**Work to complete**
A word-for-word printout of the listing below is needed.

**Provided records**

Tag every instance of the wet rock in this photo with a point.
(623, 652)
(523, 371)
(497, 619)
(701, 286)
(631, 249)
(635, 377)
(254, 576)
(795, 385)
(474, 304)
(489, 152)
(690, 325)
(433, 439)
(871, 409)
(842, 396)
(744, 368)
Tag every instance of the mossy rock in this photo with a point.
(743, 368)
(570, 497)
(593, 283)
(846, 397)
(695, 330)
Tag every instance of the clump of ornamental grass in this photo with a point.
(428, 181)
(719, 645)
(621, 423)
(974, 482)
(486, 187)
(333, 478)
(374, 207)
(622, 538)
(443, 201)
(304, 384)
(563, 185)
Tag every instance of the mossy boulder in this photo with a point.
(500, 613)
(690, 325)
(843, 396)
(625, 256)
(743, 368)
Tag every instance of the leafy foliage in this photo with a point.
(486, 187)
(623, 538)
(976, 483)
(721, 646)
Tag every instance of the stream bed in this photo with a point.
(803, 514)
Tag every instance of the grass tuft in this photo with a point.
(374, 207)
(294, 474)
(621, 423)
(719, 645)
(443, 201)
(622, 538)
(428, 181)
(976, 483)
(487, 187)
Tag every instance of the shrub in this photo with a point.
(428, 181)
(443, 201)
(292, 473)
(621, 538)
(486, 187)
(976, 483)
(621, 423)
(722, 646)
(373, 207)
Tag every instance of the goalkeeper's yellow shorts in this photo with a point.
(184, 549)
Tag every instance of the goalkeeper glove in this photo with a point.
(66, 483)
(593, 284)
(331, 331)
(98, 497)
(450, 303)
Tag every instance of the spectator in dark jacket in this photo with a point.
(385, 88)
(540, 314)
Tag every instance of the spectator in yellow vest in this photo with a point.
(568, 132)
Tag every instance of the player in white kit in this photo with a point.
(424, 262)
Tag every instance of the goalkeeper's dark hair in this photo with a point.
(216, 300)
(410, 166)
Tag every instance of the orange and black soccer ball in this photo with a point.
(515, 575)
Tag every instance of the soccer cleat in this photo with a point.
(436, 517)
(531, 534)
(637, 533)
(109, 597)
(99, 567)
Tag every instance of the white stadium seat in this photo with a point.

**Result for this exercise**
Tag every instance of the wet rock in this photo with a point.
(623, 652)
(523, 371)
(497, 619)
(701, 286)
(631, 249)
(635, 377)
(254, 576)
(795, 385)
(474, 304)
(489, 152)
(690, 325)
(433, 439)
(871, 409)
(842, 396)
(744, 368)
Tag every instance of the mossy rock in this photo with a point.
(743, 368)
(570, 497)
(593, 283)
(846, 397)
(695, 330)
Tag every instance of the clump of ornamental grass in this photo with a point.
(428, 181)
(719, 645)
(621, 423)
(974, 482)
(486, 187)
(333, 478)
(374, 207)
(622, 538)
(443, 201)
(304, 384)
(563, 185)
Tag every instance of the mossy boulder in this photo with a point.
(500, 613)
(690, 325)
(843, 396)
(625, 256)
(743, 368)
Tag every instance of the leafy foliage in this photo with a point.
(486, 187)
(623, 538)
(976, 483)
(721, 646)
Tag every instance of the stream bed in this photo with a point.
(803, 514)
Tag every instance of the grass tuft in this photo with a point.
(374, 207)
(294, 474)
(621, 423)
(719, 645)
(443, 201)
(622, 538)
(428, 181)
(976, 483)
(487, 187)
Tag every instance of the shrub in this photo with a point.
(428, 181)
(443, 201)
(292, 473)
(621, 538)
(486, 187)
(976, 483)
(621, 423)
(722, 646)
(373, 207)
Tag every instance of the goalkeeper's yellow shorts in this photo with a point.
(184, 549)
Tag every instance of the goalkeeper glove in this photo with a point.
(66, 483)
(593, 284)
(331, 331)
(98, 497)
(450, 303)
Tag every instance of the spectator in dark jacket in this photo with a point.
(385, 88)
(540, 314)
Tag every instance of the spectator in yellow vest in this photo with a point.
(568, 132)
Tag every instance of the player in white kit in this photo with a point.
(424, 262)
Tag every instance of the goalkeeper's dark hair in this photo with a point.
(216, 300)
(410, 166)
Tag every instance of the orange and black soccer ball in this photo with a point.
(515, 575)
Tag every instance of the soccer cleat in this photo with a point.
(436, 517)
(531, 534)
(637, 533)
(109, 597)
(99, 567)
Tag every instance of the white stadium seat in this photo with a point.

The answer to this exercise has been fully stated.